## Directions for this task
Find the line in the entries below that contains "The service SHOULD place a point on the neighboring". Repeat it exactly, and every line after it through the line that contains "The service SHOULD place a point on the gutter".

## Data under study
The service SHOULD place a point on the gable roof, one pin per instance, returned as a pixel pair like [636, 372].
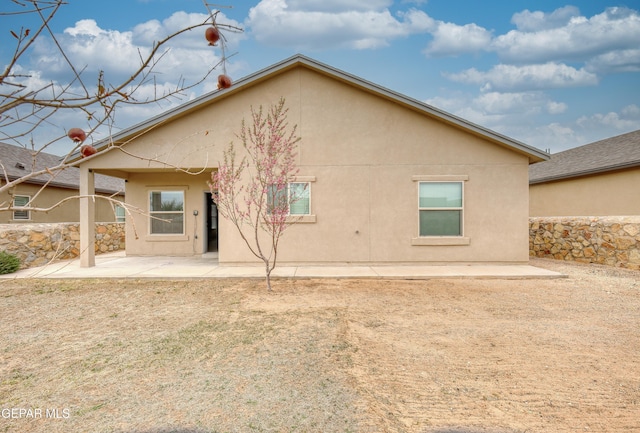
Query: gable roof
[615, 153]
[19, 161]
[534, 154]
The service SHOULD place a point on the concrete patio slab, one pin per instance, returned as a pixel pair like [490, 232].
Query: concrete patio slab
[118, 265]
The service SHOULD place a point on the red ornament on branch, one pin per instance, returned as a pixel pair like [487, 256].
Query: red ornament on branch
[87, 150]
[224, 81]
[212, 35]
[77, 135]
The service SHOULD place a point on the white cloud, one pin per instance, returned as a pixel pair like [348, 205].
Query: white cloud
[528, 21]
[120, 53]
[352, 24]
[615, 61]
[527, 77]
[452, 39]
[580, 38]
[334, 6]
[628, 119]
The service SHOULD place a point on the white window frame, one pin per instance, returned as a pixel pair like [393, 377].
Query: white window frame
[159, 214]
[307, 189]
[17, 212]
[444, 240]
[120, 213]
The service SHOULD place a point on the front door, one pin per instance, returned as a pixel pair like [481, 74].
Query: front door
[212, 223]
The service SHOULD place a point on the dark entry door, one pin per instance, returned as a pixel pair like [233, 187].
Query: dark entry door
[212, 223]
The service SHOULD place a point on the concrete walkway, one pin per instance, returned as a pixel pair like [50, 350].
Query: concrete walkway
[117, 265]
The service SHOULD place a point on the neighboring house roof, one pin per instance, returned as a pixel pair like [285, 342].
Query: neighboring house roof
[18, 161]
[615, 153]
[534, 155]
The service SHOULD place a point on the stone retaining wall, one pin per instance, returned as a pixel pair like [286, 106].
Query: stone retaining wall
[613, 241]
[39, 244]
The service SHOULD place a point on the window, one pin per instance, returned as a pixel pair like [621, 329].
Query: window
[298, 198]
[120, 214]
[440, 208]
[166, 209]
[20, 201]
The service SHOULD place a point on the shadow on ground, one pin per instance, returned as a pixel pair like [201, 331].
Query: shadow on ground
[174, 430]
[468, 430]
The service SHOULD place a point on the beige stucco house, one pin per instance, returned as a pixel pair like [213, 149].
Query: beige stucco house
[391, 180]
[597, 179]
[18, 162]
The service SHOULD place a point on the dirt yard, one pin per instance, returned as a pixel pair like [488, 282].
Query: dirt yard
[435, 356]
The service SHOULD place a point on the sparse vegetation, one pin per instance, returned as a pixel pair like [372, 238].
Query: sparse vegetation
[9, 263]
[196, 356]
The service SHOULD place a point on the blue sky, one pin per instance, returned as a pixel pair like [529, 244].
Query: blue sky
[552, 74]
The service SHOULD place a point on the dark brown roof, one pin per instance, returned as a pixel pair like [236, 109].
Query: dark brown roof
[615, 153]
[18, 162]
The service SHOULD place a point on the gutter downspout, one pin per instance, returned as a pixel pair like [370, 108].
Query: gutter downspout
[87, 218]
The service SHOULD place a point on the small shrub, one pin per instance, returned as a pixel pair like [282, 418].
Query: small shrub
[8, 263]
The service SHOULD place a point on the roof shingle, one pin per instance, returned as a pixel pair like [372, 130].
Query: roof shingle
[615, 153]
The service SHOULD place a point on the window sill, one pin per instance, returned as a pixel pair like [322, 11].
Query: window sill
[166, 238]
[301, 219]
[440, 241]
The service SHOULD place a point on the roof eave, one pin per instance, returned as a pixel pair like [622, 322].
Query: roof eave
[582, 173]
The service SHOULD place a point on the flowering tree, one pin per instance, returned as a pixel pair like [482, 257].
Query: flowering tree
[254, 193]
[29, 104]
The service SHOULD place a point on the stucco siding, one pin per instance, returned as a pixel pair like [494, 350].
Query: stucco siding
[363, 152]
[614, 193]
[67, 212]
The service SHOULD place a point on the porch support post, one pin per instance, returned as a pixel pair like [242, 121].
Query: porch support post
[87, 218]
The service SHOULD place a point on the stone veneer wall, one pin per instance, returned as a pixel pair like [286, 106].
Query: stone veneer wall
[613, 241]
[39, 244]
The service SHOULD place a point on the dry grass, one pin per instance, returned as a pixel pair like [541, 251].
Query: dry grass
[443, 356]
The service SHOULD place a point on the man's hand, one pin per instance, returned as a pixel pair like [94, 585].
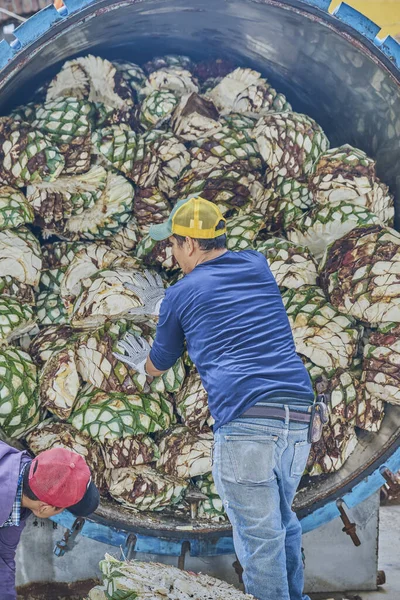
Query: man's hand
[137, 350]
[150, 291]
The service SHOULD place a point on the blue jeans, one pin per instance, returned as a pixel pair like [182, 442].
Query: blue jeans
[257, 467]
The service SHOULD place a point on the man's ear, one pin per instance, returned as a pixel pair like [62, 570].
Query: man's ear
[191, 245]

---

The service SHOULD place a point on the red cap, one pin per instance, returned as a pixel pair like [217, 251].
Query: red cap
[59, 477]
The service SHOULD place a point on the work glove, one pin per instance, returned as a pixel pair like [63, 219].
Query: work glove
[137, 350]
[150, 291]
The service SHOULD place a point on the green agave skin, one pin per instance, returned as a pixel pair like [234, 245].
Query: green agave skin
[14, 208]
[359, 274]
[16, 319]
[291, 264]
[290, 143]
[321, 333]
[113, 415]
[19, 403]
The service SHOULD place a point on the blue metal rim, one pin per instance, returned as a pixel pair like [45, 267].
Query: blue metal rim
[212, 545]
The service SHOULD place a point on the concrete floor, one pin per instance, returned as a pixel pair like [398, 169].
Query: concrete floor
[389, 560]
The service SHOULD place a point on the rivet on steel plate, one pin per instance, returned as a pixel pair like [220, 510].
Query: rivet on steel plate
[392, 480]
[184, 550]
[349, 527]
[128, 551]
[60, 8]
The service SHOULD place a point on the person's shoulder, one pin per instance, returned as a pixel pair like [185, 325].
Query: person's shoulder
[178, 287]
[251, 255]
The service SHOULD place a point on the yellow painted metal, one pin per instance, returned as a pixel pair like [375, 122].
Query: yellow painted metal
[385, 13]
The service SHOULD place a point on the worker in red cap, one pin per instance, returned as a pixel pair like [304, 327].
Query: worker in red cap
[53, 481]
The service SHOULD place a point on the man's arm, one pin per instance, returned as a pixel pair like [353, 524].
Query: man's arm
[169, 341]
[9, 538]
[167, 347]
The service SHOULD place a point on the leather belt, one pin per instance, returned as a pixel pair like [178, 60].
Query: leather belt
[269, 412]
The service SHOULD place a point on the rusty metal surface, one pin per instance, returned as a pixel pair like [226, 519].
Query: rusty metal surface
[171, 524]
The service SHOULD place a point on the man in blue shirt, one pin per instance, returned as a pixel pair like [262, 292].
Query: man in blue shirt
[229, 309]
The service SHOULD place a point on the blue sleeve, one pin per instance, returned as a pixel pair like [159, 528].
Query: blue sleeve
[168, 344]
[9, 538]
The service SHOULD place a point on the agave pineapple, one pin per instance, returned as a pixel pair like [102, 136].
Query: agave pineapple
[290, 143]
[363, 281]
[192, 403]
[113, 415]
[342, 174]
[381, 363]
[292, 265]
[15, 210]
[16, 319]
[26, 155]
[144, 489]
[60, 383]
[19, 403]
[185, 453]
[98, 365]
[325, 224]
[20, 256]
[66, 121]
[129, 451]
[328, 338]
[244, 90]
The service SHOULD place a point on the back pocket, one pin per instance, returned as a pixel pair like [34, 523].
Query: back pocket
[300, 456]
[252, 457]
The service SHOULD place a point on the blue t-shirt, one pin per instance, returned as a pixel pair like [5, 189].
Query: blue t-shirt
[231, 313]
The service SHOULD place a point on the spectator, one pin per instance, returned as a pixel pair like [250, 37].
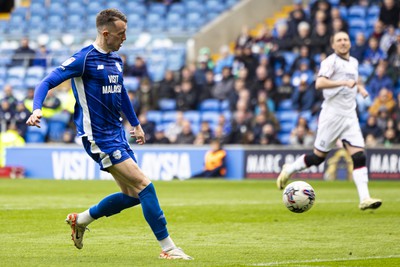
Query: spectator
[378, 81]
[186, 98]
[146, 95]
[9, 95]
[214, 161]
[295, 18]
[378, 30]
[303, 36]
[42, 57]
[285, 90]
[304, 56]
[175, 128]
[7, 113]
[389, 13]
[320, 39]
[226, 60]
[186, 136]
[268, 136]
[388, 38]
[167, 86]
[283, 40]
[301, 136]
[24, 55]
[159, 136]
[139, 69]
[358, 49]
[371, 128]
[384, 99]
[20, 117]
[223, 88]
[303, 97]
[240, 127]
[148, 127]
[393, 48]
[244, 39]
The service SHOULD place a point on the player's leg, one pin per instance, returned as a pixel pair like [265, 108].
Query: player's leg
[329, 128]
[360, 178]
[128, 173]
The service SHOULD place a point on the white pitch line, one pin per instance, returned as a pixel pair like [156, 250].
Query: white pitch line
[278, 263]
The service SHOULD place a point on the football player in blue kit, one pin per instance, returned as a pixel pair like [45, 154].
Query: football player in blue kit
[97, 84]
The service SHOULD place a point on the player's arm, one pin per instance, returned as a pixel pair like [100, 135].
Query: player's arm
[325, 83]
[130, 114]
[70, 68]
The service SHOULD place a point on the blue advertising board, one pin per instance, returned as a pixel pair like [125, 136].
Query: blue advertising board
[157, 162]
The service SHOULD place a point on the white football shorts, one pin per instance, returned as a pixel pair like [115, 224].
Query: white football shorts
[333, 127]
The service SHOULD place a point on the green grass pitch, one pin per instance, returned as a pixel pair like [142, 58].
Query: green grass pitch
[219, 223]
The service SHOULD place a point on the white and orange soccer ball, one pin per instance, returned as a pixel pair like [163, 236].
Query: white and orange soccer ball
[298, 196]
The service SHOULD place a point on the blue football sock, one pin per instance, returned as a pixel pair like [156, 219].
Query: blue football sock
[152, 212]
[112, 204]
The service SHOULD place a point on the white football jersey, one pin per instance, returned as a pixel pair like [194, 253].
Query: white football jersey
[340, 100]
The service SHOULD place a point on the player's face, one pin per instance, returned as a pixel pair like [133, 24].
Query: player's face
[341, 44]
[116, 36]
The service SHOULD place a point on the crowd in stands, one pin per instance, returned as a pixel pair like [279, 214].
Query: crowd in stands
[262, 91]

## Answer below
The service SHOULD place a point on the neighboring house roof, one pin per instance, returned as a pixel pair like [285, 342].
Query: neighboring house roof
[18, 161]
[615, 153]
[534, 155]
The service SHOULD place a point on the stone retaining wall, one pin per instance, returned as a pixel pair like [286, 106].
Query: stone retaining wall
[613, 241]
[39, 244]
The service SHOULD place a point on the window, one pin per instance, returned as a pixel pair like [621, 329].
Query: window
[298, 198]
[120, 214]
[440, 208]
[166, 209]
[20, 201]
The service SHOULD place a point on the shadow on ground, one pin per instance, returned as a pixel pair like [201, 331].
Query: shadow on ground
[174, 430]
[468, 430]
The service SHOULD place a point on the beige stucco house, one pin per instance, returned as a pixel pair like [213, 149].
Query: beige stucco house
[391, 180]
[597, 179]
[18, 162]
The service SHOULD place a point on the dirt yard, one pin per instance, returned as a pixel pair like [488, 282].
Query: dirt yard
[435, 356]
The service SHOULD place a point on the sparse vegetation, one pin per instance, returned as a pixel pair like [372, 238].
Query: sparse vegetation
[9, 263]
[196, 356]
The service SHOULD place a point on the blue sky, one pin per instance, returned as a pixel pair like [529, 244].
Query: blue sky
[552, 74]
The service SHOULD place a point on the dark brown roof, one pin per instance, returned as a pixel pair like [236, 109].
Query: dark brown roof
[615, 153]
[18, 162]
The service SHOULD place a point on the gutter downspout, one pin per instance, returned as a pixel pair like [370, 108].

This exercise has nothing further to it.